Instructions for the task:
Can you repeat the data below word for word, leaving the pictures out of your reply?

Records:
----

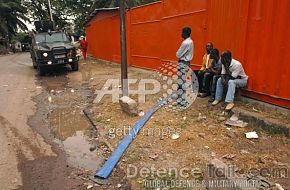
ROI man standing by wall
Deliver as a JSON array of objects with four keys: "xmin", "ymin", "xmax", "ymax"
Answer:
[
  {"xmin": 212, "ymin": 51, "xmax": 248, "ymax": 110},
  {"xmin": 80, "ymin": 36, "xmax": 88, "ymax": 60},
  {"xmin": 176, "ymin": 27, "xmax": 194, "ymax": 107}
]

----

Answer to this problem:
ROI man standing by wall
Deliver as a JSON array of objects with four keys: "xmin", "ymin", "xmax", "ymax"
Answer:
[
  {"xmin": 212, "ymin": 51, "xmax": 248, "ymax": 110},
  {"xmin": 80, "ymin": 36, "xmax": 88, "ymax": 60},
  {"xmin": 176, "ymin": 27, "xmax": 194, "ymax": 107}
]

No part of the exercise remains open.